PROBLEM STATEMENT:
In the records, find each line where "list" occurs, and copy it.

================================

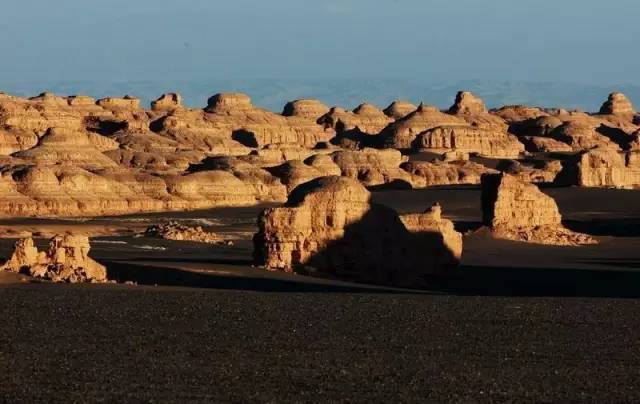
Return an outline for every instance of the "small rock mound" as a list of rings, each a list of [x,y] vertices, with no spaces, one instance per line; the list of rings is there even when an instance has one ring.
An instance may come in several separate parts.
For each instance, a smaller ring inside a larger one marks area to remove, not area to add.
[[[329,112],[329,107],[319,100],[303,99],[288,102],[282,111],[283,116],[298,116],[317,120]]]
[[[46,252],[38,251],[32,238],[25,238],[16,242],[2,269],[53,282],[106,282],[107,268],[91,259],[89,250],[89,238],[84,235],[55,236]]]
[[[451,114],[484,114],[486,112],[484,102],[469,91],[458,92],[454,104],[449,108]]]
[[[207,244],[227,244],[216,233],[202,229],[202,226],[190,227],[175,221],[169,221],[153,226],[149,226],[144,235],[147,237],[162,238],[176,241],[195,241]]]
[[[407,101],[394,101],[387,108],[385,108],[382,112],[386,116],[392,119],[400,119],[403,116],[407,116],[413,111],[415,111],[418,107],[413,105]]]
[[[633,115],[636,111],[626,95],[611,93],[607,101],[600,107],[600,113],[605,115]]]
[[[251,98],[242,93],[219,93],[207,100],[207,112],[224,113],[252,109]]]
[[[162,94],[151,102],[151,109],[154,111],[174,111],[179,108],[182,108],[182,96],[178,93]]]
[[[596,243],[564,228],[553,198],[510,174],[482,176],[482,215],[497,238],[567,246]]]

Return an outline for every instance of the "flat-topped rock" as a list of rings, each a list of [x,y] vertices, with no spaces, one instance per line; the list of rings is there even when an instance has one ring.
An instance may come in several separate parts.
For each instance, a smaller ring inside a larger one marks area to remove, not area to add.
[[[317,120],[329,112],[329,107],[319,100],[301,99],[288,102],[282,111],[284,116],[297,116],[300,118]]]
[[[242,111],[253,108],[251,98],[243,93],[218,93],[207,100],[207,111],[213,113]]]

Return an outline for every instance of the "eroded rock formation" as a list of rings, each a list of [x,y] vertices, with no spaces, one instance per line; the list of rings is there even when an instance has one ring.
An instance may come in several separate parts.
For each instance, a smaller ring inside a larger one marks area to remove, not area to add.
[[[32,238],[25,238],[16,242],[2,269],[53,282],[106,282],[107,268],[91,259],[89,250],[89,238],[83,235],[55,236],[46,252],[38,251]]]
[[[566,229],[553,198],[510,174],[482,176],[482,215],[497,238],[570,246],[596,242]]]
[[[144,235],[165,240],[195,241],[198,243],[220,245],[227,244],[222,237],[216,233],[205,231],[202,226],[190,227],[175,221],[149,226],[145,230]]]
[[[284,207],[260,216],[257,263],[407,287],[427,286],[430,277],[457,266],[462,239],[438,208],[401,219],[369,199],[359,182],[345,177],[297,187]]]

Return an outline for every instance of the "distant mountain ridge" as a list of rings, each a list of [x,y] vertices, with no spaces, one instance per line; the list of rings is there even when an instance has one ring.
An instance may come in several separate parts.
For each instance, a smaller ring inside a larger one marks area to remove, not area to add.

================================

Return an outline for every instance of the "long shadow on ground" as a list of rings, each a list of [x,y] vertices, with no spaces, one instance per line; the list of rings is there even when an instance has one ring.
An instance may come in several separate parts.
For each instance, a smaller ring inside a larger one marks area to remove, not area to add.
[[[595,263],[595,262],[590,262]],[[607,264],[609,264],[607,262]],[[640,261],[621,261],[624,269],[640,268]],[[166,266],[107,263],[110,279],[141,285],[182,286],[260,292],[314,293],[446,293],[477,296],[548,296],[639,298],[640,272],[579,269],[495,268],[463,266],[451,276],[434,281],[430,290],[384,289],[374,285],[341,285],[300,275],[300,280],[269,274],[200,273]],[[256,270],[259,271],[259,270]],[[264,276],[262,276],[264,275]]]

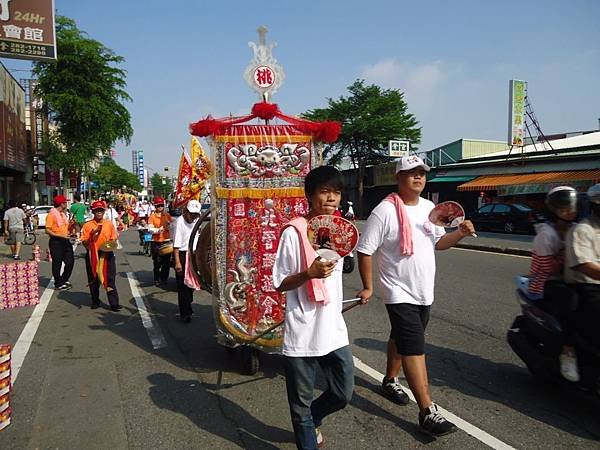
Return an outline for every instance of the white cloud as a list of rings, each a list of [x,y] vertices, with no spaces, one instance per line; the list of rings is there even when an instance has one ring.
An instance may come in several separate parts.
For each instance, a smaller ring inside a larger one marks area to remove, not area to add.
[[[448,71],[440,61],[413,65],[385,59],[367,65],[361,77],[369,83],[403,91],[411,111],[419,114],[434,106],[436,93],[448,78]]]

================================

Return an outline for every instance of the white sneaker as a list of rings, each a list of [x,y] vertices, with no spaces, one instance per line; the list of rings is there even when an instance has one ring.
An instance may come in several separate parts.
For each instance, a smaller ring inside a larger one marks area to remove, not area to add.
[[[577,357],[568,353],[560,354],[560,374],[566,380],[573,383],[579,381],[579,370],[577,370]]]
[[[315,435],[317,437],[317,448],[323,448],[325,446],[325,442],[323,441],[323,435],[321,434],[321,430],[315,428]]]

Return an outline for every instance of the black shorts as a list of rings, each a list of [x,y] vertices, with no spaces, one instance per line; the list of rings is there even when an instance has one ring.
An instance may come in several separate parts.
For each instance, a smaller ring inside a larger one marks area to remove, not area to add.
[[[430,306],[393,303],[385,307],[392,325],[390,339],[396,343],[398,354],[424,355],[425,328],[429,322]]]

================================

RESPONSE AREA:
Return an outline for every instance of the "small rock mound" as a list of rings, each a list of [x,y] vertices, with no spaces, one instance per line; the list of rings is there even when an instance has one ring.
Return an outline for every instance of the "flat-topped rock" as a list of rings, each a list of [x,y] vertices, with no spaces, one instance per line; the list of rings is there even when an instance has one ring.
Return an outline for every instance of the "eroded rock formation" as a list of rings, each a list of [x,y] vertices, with no spaces, one instance per line; the list of rings is there even when an instance has one ring.
Return an outline for every instance of the "distant mountain ridge" as a list of rings, each a list of [x,y] vertices, with no spaces, one instance per line; the list of rings is there even when an instance has one ring.
Return an outline for every instance of the "long shadow on ground" as a list of rings, each a list of [x,y] vertices, with no spaces, one instance per line; the list of rings is there even when an instance has one ring.
Return an outline for every instance of the white cloud as a list of rings, each a list of [x,y] vertices, with no spaces, one instance per line; the list of rings is there even when an instance has one ring.
Return an outline for every instance of the white sneaker as a list of rings, each a list of [x,y] vertices, with no spaces, one instance per line; the list of rings is there even when an instance has one ring.
Return an outline for every instance of the black shorts as a list of rings, each a list of [x,y] vertices, with no spaces, one instance per line; the list of rings is there even when an instance has one ring.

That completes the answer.